BEGIN GIVEN PASSAGE
Byline: DENNIS HEVESI New York Times
George Page, the creator and resonant on-air voice of the award-winning public television series "Nature," died Wednesday at his home in Equinunk, Pa. He was 71.
The cause was cancer, said Roz Kay, a spokeswoman for Channel 13, the PBS station in New York at which Page worked from 1973 to 1998.
From the ice fields of Greenland to the African savanna, from the Australian outback to the beaches of Polynesia, the tall, sturdily built Page guided viewers to the variety of wildlife: a tiny fig wasp in Central America, a hulking Komodo dragon in Indonesia. From 1982, when "Nature" was first broadcast, until his retirement, Page was the host and narrator of nearly 300 episodes.
In 1987 and 1988, the program received Emmy Awards for outstanding informational series.
"It was George's idea to put on a weekly natural history series where the subject matter was far more esoteric than anything that had ever been on TV," said Fred Kaufman, executive producer of "Na ture" for the last 15 years.
George Henson Page was born on March 31, 1935, in rural Hartwell, Ga., the son of William and Maude Page. His father owned a funeral home, and at 14 Page used his deep voice and his connections to get a job at a local radio station as host of a show called "Obituary Column of the Air."
In 1957, Page graduated from Emory University. Two years later, he was hired by WSB-TV, the NBC affiliate in Atlanta, where he reported on the civil rights movement. He was then promoted to foreign correspondent for NBC News and covered the Vietnam War. In 1968, he directed and narrated "We Won't Go," an examination of the growing resistance to the draft.
In 1972, Page moved to PBS headquarters in Washington, where he worked as assistant to the network's president until joining Channel 13 a year later. There, he served as director of science and natural history programming, supervising shows like "Travels" and "Medicine at the Crossroads."
Page is survived by his companion, Dennis De Stefano.
END GIVEN PASSAGE
BEGIN RAW DATA
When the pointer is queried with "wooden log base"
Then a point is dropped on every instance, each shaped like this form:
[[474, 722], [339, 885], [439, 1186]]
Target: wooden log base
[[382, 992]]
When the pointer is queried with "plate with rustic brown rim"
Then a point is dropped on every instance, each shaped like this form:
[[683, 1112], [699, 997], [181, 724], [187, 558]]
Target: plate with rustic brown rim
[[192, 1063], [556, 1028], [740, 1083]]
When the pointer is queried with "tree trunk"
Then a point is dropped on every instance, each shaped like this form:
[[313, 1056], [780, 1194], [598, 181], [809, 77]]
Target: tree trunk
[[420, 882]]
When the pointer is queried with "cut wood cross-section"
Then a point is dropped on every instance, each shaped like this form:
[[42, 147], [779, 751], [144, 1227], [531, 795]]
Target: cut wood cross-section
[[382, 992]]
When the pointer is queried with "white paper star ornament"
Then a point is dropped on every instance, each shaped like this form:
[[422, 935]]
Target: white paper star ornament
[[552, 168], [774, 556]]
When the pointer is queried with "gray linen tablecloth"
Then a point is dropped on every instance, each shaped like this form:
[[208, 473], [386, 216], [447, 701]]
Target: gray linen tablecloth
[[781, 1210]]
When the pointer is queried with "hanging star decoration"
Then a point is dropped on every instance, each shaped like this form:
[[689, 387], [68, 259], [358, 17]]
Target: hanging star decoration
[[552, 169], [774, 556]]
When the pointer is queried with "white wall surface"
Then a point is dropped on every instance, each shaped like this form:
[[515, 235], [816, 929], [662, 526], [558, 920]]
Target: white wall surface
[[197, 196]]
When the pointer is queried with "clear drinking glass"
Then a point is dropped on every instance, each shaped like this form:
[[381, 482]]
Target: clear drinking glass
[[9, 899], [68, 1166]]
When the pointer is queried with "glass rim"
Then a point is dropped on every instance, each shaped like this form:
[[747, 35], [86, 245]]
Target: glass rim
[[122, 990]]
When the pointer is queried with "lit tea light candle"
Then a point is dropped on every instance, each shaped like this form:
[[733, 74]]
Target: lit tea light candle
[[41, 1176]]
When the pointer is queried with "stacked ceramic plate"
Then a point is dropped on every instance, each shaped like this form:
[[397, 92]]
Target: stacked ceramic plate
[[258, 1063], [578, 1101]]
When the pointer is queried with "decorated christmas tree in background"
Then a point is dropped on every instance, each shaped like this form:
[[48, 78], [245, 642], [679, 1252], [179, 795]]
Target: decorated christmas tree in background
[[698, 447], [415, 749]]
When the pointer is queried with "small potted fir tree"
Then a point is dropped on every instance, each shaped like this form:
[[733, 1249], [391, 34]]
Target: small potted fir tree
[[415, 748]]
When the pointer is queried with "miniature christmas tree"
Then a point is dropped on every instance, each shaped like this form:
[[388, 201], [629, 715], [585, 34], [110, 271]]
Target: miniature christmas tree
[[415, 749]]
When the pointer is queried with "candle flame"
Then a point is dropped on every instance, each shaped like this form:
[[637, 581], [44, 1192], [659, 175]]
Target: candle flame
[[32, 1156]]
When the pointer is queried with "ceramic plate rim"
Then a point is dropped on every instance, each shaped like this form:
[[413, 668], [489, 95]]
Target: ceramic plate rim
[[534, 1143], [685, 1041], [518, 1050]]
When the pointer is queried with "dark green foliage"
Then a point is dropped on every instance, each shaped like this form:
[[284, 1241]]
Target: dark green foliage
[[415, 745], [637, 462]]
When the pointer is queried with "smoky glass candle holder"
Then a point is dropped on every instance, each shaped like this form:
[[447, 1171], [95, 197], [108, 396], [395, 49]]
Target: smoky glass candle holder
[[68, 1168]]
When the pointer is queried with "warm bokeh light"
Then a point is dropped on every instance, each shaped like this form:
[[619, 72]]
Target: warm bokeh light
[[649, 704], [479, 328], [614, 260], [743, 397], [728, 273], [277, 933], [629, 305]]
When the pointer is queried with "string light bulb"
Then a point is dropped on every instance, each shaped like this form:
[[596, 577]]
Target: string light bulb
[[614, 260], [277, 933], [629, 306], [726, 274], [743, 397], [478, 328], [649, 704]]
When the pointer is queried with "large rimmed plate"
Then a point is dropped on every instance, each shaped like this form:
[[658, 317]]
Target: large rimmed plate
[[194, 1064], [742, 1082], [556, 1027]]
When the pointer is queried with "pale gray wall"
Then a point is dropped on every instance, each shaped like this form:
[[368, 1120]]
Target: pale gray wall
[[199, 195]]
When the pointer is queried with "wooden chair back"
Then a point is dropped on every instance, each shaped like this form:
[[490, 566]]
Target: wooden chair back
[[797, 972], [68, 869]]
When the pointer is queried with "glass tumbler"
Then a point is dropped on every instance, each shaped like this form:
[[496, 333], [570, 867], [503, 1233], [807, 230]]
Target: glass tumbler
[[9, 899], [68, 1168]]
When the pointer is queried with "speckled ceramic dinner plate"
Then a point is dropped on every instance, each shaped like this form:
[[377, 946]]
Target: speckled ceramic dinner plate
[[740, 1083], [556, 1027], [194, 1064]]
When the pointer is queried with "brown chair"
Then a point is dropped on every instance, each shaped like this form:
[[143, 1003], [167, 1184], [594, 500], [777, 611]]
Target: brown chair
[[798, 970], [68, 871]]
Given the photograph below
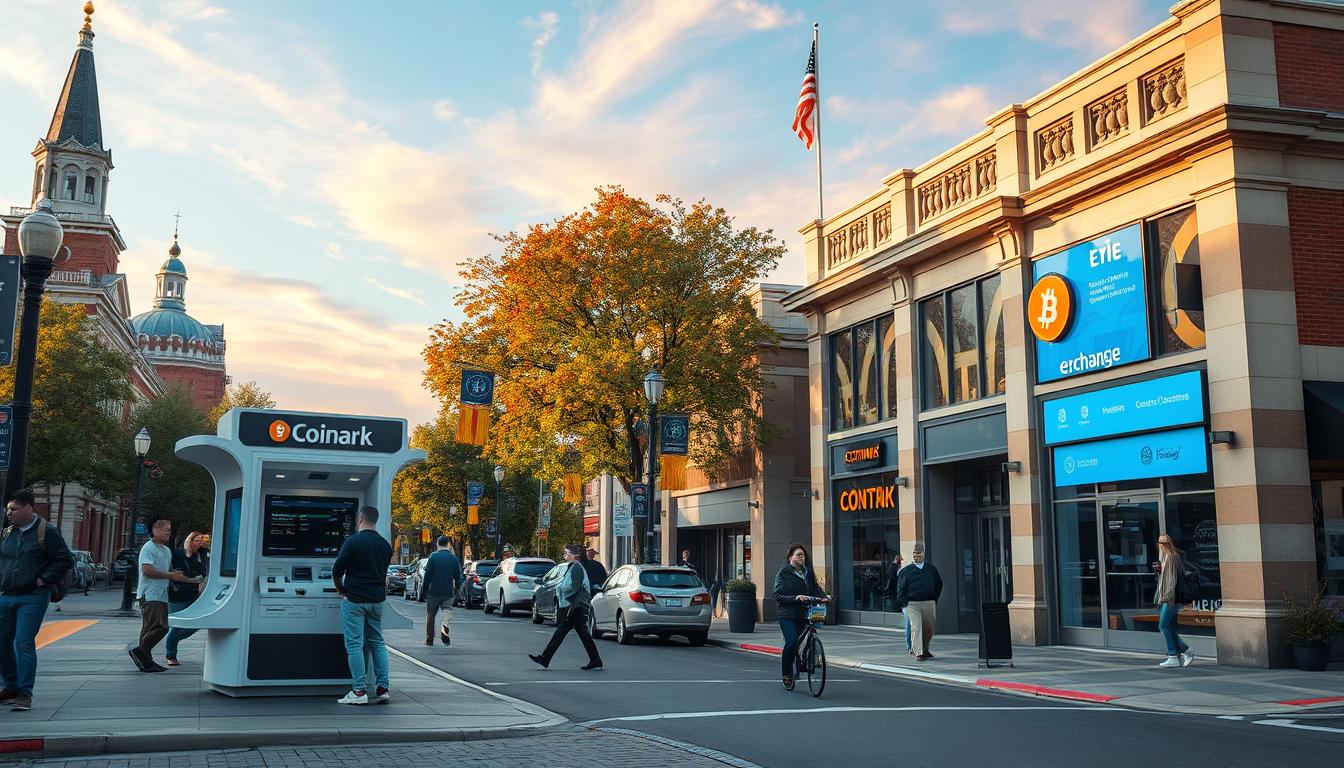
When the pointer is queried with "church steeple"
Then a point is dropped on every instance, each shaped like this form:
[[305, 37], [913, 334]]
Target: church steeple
[[71, 162]]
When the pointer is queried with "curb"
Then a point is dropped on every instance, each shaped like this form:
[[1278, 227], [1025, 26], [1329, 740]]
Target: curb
[[121, 744]]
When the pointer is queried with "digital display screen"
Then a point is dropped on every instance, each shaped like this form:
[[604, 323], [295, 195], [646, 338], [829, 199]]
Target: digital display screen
[[307, 526]]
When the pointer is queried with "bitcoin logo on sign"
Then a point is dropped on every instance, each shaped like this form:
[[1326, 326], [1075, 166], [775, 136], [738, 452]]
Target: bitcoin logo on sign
[[1050, 307]]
END RAW DATA
YOUR ASSIGNMENT
Reproduce verbatim the portion of the George Page obituary starting at "From the ice" and ending at "outstanding informational series.".

EXERCISE SOLUTION
From the ice fields of Greenland to the African savanna, from the Australian outback to the beaches of Polynesia, the tall, sturdily built Page guided viewers to the variety of wildlife: a tiny fig wasp in Central America, a hulking Komodo dragon in Indonesia. From 1982, when "Nature" was first broadcast, until his retirement, Page was the host and narrator of nearly 300 episodes.
In 1987 and 1988, the program received Emmy Awards for outstanding informational series.